_Task requirements_. Report every line below that contains the word "wall", copying each one in full.

_Material to process_.
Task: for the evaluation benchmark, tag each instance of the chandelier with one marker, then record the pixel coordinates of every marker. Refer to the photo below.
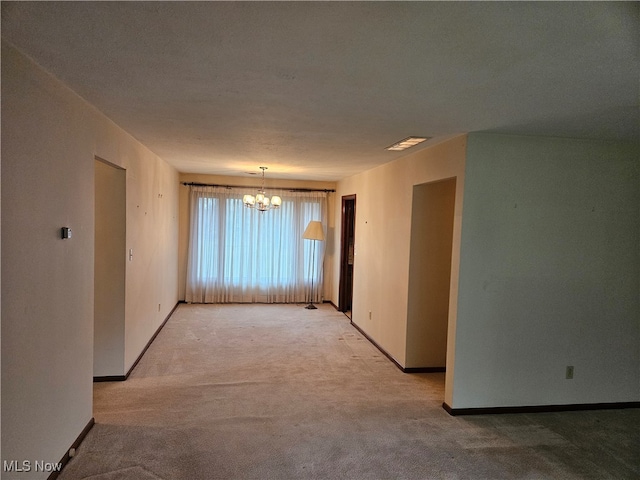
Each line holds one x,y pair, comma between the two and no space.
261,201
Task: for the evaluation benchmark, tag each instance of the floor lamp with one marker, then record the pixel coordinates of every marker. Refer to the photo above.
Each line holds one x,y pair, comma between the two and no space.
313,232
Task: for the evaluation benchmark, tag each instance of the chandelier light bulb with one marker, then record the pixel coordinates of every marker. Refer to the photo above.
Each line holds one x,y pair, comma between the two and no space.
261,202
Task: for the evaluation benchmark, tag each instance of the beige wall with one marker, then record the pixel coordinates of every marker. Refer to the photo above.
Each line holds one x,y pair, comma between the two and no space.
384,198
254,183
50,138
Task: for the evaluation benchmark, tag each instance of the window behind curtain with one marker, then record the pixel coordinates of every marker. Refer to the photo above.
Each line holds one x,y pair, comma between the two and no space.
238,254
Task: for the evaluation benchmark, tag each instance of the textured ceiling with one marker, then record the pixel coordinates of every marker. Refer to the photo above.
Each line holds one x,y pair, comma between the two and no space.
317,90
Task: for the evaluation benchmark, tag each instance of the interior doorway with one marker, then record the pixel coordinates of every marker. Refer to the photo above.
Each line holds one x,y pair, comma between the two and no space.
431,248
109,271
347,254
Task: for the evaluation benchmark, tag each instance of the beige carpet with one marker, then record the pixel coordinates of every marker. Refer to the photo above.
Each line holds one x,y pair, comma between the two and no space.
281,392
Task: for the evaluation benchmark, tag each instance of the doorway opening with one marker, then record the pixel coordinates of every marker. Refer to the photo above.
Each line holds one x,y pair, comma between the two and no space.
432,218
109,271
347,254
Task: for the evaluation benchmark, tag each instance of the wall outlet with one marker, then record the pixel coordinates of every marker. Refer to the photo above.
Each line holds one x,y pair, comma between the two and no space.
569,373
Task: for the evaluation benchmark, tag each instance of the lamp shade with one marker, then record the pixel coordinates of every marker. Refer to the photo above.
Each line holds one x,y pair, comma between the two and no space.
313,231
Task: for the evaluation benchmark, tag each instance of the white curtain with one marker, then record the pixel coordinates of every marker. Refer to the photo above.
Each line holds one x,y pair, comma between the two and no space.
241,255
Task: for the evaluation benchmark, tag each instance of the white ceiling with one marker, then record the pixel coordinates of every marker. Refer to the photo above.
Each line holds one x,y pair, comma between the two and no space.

==

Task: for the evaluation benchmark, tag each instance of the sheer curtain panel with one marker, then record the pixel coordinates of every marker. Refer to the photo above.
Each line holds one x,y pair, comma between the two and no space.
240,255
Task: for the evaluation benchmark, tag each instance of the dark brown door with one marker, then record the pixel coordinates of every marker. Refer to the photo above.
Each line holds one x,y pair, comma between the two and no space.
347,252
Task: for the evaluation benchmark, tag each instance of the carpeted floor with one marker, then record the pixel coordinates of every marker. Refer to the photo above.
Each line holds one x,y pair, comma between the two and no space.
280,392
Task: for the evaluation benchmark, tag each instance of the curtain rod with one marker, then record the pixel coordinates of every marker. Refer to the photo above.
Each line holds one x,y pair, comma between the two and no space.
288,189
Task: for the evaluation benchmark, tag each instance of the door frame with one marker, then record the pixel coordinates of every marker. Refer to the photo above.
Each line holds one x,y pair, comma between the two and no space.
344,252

==

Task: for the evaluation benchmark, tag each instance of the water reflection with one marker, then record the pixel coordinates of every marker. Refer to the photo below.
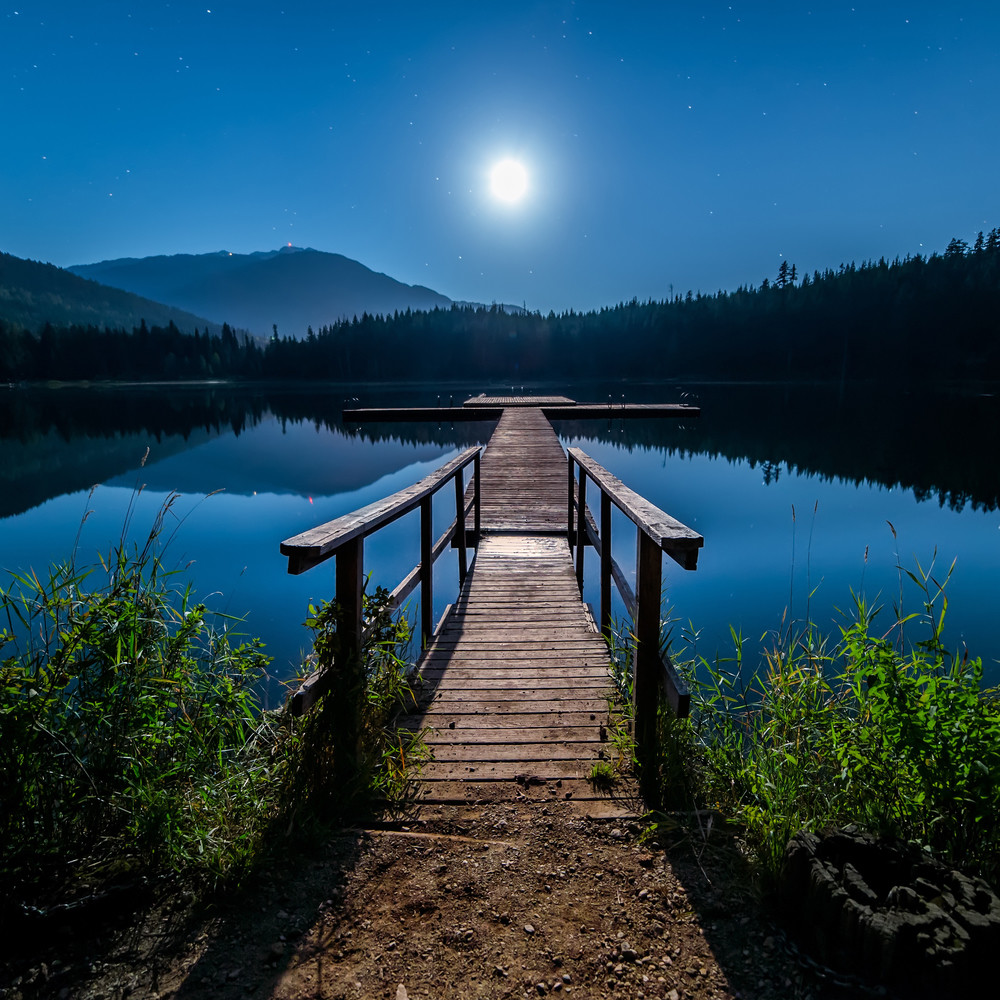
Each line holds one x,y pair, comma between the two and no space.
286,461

_Solution for this problem_.
Task: for the evaluation benchmark, tag each instance of the beige wall with one marker, then record the pixel coordinates of every marker. Refer to the photo above.
Task: for the evaluation benchmark, tag each instance of the wall outlet with one marker, then record the pixel coordinates of every marker. Refer to the photo above.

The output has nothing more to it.